**What the exercise asks:** The response must contain the complete data, printed exactly.

**Input for this task:**
▼
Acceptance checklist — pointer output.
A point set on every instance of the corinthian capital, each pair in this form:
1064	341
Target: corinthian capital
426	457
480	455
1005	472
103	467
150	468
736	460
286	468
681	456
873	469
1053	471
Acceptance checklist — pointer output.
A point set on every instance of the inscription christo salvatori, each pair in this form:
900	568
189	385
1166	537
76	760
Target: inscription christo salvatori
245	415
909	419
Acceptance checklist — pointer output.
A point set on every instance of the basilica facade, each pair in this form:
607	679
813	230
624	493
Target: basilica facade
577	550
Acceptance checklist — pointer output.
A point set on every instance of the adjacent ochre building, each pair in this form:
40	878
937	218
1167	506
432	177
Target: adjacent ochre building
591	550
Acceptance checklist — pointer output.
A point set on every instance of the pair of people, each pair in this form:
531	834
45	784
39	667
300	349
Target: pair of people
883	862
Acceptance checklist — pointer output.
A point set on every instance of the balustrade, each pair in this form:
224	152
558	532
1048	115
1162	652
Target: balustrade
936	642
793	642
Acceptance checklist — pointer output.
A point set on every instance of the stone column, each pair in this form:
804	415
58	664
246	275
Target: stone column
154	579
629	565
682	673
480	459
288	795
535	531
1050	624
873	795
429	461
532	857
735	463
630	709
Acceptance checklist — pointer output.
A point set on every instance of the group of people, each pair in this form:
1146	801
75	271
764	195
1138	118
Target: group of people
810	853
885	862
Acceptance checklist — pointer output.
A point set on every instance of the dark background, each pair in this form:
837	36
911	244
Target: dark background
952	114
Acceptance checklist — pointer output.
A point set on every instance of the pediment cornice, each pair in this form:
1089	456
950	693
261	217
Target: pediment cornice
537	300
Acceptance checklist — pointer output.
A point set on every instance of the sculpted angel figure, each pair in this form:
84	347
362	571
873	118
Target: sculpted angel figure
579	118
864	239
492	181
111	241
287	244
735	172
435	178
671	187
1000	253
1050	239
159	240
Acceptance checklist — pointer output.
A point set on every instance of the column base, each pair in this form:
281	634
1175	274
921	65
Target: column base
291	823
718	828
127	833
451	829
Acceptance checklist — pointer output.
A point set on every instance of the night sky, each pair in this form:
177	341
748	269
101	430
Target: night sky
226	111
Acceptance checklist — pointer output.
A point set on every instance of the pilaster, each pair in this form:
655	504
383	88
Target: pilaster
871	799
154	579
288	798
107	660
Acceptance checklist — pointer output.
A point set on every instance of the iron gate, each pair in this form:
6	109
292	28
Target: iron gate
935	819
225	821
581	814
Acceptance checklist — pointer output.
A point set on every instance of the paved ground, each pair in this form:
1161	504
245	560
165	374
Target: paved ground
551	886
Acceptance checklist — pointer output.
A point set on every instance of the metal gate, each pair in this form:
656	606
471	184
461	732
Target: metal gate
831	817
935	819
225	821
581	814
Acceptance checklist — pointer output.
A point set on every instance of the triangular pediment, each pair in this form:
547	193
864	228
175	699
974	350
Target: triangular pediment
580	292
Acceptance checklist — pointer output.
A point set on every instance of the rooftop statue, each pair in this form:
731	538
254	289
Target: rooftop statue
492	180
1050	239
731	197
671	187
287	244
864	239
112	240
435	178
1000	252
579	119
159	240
▲
**The completed task:**
Acceptance checklist — pointer output.
A point set on every instance of the corinthian capital, each pair in this form:
1064	341
Target: corinthian capital
426	457
480	455
1005	472
103	467
150	468
736	460
286	468
681	456
873	469
1053	471
Acceptance checklist — pointer output.
A point set on every instance of the inscription christo salvatori, each pair in this form:
900	568
189	385
1166	537
76	760
Target: inscription christo salvatori
245	415
909	419
Acceptance checklist — pointer output.
A point set on every instance of the basilica facade, each pair in this form:
607	679
813	230
624	493
Target: basilica facade
577	550
Acceptance checklist — pointer output.
A point set on every instance of the adjacent ochre building, each pair in this form:
40	878
937	218
1167	506
432	177
Target: adjacent ochre building
591	550
Acceptance checklist — pointer output.
A point set on every instance of the pair of people, each pair in this form:
531	834
45	784
39	667
300	349
Target: pair of people
883	862
Acceptance checklist — pointer output.
A point set on every instance of the balustrade, each pair in this form:
224	152
558	532
1048	115
1162	652
Target: balustrade
936	642
793	642
Acceptance checklist — pointer output.
A point set on every instance of the stone column, each pair in this form:
804	415
58	664
246	275
Target: stone column
154	579
629	565
682	673
480	459
288	795
535	531
1050	624
873	795
429	461
532	857
735	463
630	709
Acceptance checklist — pointer output.
A point set on every instance of the group of people, each pair in this form:
1146	801
75	271
764	195
1138	118
Target: group of people
810	853
885	862
Acceptance checklist — pointer output.
A point set on every instance of the dark background, each pair in this form:
837	36
911	244
Target: dark background
952	114
Acceptance checklist — pointer output.
A point set on every instance of the pediment cornice, each pair in this form:
1089	456
950	693
261	217
Target: pediment cornice
537	300
Acceptance checklist — pointer output.
A point set on every instance of the sculpted angel figure, each pair in this form:
84	347
362	571
873	118
Target: sculpted angel figure
579	118
864	239
492	181
111	241
287	244
735	172
435	178
671	187
1000	253
1050	239
159	240
Acceptance checklist — pointer output.
A point set on every instance of the column base, each pair in this form:
281	634
1175	274
921	65
Target: column base
291	823
718	828
127	833
451	829
Acceptance checklist — pointer output.
A point set on every instance of the night sky, each pair in this form:
177	341
748	269
101	430
Target: night sky
226	111
Acceptance checklist — pointer output.
A point set on every instance of the pilaster, each pair in this form:
655	504
383	88
Target: pilaster
871	799
154	579
288	798
107	660
Acceptance checklist — pointer output.
A point set on every instance of the iron gate, each pair in this form:
6	109
292	28
Target: iron gate
935	819
225	821
581	814
Acceptance checklist — pointer output.
A point set on every instance of the paved ground, each pair in this form:
1161	504
245	560
165	374
Target: paved ground
551	886
Acceptance checklist — pointer output.
A point set on every instance of the metal gate, each pair in this form:
656	606
471	184
461	732
Target: metal gate
831	817
935	819
225	821
581	814
Acceptance checklist — pointer output.
A point set on every instance of the triangular pediment, each pair in this form:
547	193
864	228
175	699
974	350
Target: triangular pediment
580	292
Acceptance checklist — pointer output.
A point set on every instance of the rooftop statue, each pair in this form:
731	538
254	289
Target: rooftop statue
492	180
1050	239
731	197
671	187
287	244
864	239
112	240
435	178
1000	252
579	119
159	240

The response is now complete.